_INSTRUCTIONS TO FOLLOW:_ Will you restate verbatim the lines running from the line with "Query: dry sandy surface" to the end of the data, leaving out everything else?

═════ PROVIDED RECORDS

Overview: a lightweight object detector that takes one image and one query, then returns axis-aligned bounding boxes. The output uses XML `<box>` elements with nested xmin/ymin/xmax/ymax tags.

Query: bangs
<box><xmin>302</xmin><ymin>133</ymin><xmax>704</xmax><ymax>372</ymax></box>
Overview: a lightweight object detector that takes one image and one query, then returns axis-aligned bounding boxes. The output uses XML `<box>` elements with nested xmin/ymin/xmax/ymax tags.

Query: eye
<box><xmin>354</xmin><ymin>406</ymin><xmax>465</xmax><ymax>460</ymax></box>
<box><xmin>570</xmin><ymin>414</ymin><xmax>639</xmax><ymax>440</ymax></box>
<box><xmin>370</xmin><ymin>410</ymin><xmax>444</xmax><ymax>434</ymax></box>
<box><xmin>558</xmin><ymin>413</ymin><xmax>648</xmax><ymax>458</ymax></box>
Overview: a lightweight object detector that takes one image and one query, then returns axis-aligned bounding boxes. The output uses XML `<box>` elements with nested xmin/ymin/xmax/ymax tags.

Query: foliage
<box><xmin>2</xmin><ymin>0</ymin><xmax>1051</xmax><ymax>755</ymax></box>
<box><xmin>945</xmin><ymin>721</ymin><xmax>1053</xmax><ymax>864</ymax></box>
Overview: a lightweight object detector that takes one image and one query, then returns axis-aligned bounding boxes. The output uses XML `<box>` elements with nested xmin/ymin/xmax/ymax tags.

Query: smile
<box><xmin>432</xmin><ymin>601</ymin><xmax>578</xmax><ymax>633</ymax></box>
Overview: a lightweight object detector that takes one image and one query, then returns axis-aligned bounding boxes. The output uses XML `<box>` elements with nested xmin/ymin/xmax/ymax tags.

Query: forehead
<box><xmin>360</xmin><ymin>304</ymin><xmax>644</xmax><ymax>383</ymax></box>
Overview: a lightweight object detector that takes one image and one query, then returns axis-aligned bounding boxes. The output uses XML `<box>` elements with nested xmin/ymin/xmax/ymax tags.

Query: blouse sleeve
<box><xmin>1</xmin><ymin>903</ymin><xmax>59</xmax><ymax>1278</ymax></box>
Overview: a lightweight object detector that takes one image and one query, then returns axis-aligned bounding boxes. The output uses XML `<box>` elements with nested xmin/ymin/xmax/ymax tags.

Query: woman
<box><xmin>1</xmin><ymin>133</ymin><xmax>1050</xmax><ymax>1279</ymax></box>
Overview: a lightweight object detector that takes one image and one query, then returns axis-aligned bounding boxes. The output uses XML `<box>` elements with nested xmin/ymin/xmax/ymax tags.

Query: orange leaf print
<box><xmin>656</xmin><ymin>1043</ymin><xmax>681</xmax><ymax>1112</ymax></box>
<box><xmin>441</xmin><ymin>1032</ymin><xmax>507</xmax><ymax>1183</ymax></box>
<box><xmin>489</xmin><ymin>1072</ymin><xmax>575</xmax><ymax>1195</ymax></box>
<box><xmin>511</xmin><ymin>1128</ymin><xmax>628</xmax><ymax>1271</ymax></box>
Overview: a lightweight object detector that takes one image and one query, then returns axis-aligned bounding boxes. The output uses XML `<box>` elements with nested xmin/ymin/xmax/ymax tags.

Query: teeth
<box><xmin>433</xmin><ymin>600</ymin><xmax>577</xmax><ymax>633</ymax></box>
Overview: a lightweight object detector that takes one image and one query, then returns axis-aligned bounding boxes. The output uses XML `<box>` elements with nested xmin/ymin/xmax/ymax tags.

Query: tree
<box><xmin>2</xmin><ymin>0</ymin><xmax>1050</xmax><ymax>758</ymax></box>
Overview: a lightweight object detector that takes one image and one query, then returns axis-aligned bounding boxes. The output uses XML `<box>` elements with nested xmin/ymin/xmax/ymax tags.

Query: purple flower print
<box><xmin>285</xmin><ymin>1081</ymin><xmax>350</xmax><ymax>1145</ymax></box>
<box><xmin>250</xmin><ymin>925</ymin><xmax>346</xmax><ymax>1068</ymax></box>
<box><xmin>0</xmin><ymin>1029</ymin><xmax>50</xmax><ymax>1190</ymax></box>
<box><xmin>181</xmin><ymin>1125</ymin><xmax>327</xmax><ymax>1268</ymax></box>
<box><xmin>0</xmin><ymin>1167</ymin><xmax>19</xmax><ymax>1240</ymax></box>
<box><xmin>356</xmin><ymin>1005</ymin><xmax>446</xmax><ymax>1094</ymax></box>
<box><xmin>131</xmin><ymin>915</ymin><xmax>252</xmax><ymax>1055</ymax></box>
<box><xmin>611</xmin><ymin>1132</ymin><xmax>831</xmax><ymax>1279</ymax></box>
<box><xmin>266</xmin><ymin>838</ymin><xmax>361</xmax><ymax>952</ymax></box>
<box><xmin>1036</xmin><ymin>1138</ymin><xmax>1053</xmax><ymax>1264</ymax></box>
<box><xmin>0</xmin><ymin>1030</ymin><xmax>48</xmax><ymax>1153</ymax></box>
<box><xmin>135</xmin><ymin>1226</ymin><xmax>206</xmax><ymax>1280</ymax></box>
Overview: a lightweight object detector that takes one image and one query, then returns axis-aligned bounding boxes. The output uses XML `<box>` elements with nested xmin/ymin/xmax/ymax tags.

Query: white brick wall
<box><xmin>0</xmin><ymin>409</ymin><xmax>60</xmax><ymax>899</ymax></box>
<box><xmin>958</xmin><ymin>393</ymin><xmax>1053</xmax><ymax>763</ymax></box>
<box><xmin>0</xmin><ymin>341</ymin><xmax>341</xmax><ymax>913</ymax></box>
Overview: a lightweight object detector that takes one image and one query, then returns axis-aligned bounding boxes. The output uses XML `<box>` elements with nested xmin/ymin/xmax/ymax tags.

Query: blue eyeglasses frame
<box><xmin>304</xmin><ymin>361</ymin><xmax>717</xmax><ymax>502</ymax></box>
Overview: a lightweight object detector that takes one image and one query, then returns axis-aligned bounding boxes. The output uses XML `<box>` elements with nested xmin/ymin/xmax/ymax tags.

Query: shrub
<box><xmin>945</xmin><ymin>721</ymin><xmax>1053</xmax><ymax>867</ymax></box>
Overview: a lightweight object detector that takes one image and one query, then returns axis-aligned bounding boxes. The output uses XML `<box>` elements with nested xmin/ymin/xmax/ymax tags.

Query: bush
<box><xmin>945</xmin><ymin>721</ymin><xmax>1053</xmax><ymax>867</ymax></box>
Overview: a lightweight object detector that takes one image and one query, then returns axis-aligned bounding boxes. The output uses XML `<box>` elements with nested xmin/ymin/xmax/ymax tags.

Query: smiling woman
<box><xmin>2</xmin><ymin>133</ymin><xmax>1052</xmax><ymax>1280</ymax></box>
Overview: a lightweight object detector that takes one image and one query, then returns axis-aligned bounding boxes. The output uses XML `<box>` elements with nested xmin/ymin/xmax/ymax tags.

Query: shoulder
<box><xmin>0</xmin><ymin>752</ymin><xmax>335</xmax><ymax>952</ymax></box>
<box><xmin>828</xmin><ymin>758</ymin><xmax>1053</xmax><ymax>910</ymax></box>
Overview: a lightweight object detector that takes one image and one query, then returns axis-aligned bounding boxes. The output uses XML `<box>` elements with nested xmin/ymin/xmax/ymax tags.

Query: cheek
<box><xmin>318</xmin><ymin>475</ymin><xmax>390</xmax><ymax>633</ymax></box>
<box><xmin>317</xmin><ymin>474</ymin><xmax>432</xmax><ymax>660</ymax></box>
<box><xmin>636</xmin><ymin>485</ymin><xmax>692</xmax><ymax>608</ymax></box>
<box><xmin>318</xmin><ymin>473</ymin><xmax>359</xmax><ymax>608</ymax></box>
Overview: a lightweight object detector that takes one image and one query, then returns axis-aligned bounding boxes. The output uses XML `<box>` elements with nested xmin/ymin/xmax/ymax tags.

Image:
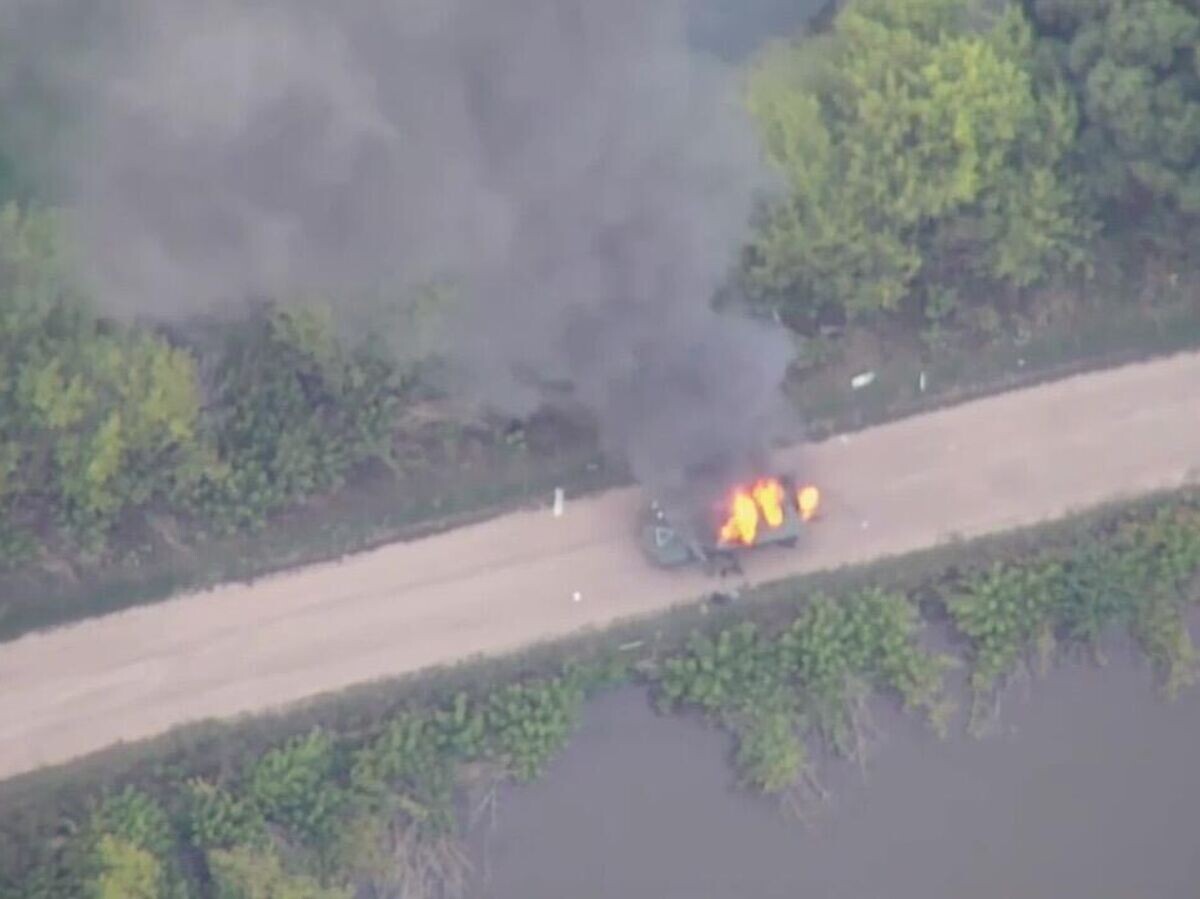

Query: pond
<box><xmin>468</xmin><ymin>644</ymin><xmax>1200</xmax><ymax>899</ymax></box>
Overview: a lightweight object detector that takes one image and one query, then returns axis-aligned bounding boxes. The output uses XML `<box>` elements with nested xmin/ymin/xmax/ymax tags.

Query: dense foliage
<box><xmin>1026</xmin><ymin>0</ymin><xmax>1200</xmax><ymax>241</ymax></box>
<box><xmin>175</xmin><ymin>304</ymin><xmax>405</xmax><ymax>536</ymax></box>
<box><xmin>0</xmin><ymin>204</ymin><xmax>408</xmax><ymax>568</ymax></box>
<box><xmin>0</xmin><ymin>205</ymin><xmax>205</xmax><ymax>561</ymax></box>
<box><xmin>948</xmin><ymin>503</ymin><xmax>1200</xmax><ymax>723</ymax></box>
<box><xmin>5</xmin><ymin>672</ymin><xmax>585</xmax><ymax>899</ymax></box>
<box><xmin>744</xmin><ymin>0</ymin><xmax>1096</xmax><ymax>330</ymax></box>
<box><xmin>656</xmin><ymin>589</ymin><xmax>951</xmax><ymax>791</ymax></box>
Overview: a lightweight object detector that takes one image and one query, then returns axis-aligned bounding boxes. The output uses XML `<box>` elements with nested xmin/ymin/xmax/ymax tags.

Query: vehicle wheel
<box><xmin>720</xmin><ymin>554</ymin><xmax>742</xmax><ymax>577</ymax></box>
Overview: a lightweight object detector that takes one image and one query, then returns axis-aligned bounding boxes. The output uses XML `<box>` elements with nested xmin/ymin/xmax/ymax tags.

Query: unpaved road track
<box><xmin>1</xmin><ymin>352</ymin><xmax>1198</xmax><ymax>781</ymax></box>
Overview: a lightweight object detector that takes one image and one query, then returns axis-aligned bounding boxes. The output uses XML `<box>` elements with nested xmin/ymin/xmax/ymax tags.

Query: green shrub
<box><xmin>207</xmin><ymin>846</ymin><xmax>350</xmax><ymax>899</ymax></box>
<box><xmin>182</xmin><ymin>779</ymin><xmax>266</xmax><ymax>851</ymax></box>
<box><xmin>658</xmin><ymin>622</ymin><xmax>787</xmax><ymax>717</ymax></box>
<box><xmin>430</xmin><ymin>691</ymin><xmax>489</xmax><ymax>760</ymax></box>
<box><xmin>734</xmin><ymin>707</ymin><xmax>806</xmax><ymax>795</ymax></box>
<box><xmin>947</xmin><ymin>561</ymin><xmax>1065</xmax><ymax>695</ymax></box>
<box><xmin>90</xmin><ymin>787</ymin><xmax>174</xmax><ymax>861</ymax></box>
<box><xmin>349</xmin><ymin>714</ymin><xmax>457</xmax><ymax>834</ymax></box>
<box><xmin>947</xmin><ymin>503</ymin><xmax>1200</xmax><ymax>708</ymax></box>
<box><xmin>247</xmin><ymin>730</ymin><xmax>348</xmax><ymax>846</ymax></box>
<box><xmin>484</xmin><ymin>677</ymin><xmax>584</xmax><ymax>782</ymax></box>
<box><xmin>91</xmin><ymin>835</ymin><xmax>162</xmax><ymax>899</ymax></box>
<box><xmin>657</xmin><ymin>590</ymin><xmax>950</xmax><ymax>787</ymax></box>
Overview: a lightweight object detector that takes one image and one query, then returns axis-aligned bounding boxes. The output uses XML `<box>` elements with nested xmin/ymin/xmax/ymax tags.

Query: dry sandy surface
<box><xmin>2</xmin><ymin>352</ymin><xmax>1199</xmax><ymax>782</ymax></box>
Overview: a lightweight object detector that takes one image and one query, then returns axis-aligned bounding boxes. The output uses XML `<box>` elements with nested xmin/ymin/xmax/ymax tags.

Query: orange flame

══════════

_REPLY:_
Query: dry sandy surface
<box><xmin>2</xmin><ymin>352</ymin><xmax>1199</xmax><ymax>782</ymax></box>
Overview: a lightweight object detector that takes one image and one query, then returns axis-aligned bounding boxes. The output uses XML `<box>` elements with nested xmin/ymin/xmax/ymax tags.

Query: orange flame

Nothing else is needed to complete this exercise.